What you will do
Please output the entries below without altering a single character.

[Point localization data]
__________________________________________________
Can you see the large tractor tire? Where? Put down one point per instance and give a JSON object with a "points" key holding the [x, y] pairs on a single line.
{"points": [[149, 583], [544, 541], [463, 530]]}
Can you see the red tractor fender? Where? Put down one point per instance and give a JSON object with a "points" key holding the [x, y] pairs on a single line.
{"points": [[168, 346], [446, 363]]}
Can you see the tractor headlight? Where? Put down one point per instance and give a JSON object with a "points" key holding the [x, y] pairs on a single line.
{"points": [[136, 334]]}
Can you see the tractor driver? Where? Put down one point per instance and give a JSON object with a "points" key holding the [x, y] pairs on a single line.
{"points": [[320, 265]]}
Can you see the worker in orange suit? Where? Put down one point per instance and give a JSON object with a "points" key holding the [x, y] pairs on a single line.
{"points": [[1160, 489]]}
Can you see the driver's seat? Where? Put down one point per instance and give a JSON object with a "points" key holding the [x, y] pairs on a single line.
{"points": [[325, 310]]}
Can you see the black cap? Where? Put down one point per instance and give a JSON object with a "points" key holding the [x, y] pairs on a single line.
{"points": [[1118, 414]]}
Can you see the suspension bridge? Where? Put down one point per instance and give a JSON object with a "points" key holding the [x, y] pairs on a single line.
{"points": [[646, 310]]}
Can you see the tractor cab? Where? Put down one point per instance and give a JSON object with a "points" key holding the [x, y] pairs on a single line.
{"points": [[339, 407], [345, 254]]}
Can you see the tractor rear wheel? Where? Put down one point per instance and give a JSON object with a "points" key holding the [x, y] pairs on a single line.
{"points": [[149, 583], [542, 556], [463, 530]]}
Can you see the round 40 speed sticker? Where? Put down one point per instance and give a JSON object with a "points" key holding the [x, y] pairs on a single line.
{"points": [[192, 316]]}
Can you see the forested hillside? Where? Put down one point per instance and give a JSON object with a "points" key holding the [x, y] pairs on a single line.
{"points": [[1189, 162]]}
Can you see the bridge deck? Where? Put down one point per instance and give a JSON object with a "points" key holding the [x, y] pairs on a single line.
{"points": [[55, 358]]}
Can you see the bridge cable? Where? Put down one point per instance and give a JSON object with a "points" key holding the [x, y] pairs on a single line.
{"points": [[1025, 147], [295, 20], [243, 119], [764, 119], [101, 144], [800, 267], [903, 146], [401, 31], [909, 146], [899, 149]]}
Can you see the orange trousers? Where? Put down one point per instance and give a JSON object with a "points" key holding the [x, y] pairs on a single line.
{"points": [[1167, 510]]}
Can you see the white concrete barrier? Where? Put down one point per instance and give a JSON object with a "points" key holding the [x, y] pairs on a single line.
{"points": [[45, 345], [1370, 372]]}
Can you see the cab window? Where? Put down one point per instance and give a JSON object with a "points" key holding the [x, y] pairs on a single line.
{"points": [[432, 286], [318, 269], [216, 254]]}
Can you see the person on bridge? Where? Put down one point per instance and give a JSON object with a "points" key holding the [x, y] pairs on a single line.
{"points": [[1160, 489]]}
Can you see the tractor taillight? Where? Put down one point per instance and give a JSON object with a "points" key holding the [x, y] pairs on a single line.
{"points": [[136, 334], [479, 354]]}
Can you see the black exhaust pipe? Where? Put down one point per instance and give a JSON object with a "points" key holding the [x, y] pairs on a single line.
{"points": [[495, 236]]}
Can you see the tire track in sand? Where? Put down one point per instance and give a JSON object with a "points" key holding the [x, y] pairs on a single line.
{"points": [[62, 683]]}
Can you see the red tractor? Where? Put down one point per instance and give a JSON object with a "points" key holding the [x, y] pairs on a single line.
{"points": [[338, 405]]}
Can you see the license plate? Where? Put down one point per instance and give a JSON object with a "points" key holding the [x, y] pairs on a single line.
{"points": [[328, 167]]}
__________________________________________________
Reply to the exercise
Can you see the large tractor tire? Where? Put down one point per instance and give a JSON object with a "points" key holding the [x, y] pairs on a single line.
{"points": [[149, 583], [544, 541], [463, 530]]}
Can you see the red tractor fender? Where? Put down one point per instance and give a JSON object with a "points" key holding the [x, y] pairs on a single line.
{"points": [[168, 346], [446, 363]]}
Can you see the tractor headlight? Where? Put down one point per instance and give a JSON object with a "points" key holding the [x, y] pairs on a single line.
{"points": [[136, 334]]}
Can you see the tractor driver? Where? Put down one point per instance and give a JSON object with a "points" key holding the [x, y] pairs on a single line.
{"points": [[320, 265]]}
Can you see the worker in orange suit? Where? Put down one point per instance and give a JSON object with a "points" key holding the [x, y] pairs on a single line.
{"points": [[1160, 489]]}
Can you see the driver's seat? Where? Put down one point per instance and give a JSON object with a "points" key holding the [x, y] pairs on a single line.
{"points": [[325, 310]]}
Can you see the black cap? Where? Put down one point per instance and give a JSON object with a "points" key holding the [x, y] pairs on a single line.
{"points": [[1118, 414]]}
Can you see the suspension bridge? Where? Put down one point per instance and give a JSON object with a "points" key holding the [x, y] pairs on a single line.
{"points": [[646, 310]]}
Can you see the tractor cab? Where? Put down one point per instance and give a JSON object with a "points" key holding the [x, y] pairs on a single line.
{"points": [[339, 407], [345, 254]]}
Can you see the tractor rear wheel? Where? Put down one point per instance and give a JSON object with a "points" key holding the [x, y] pairs on a single line.
{"points": [[149, 583], [542, 556], [463, 530]]}
Can you see the round 40 speed sticker? Where? Put down one point per instance and give a JSON object with a "points" key holding the [x, y] pairs on a single line.
{"points": [[192, 316]]}
Can you see the forested hillside? Where? Put down one point per instance and give a JSON object with a "points" key holding the [x, y] pairs on a single line.
{"points": [[1189, 162]]}
Can you see the bridge deck? Where? Put down one point per instance and give a JSON object with a "points" key holding the [x, y] pairs on a single line.
{"points": [[55, 358]]}
Can you see the bridge cable? Where? Put down one point per instance and give a JSON object with a "points" key holding the [x, y] pairs on a single line.
{"points": [[1025, 147], [295, 20], [243, 119], [764, 119], [101, 144], [800, 267], [903, 146], [401, 31], [909, 146], [899, 149]]}
Can you see the orange trousers? Where? Put down one point per instance and give a JSON object with a "points" key holding the [x, y] pairs on a single line.
{"points": [[1167, 510]]}
Can you see the white concrete barrier? Where? Put down one point per instance and give a JSON object with a "points" key holding the [x, y] pairs on a single line.
{"points": [[45, 345], [1370, 372]]}
Can you see the cab window? Where? Put down one point per instance and give a JSON object with a "points" key holding the [x, y] pairs on a single line.
{"points": [[432, 286], [318, 269], [216, 254]]}
Can you see the person on bridge? Where? Put down one point per instance and give a JSON object with a "points" key holding the [x, y] pairs on a single line.
{"points": [[1160, 489]]}
Can you see the tractor taillight? Where? Put down one point per instance and give a JSON object with a "points" key holding the [x, y] pairs on a single line.
{"points": [[136, 334], [479, 354]]}
Can you see the black exhaust pipe? Where? Put down one point per instance and give a JSON object with a "points" key holding the [x, y] pairs on a single line.
{"points": [[495, 236]]}
Can you see the tire track in sand? Where? Put down one point per instance and give a JSON object with a "points" key holding the [x, y] pairs on a single line.
{"points": [[62, 683]]}
Can you see the red tractor? Where? Put down one point per instance and give a JSON object with a "points" key holding the [x, y] pairs on a single line.
{"points": [[338, 405]]}
Can you see the license plate? Where? Put down one point per instance and give a JSON object with a "points" key holding the [x, y] pairs on a single line.
{"points": [[328, 167]]}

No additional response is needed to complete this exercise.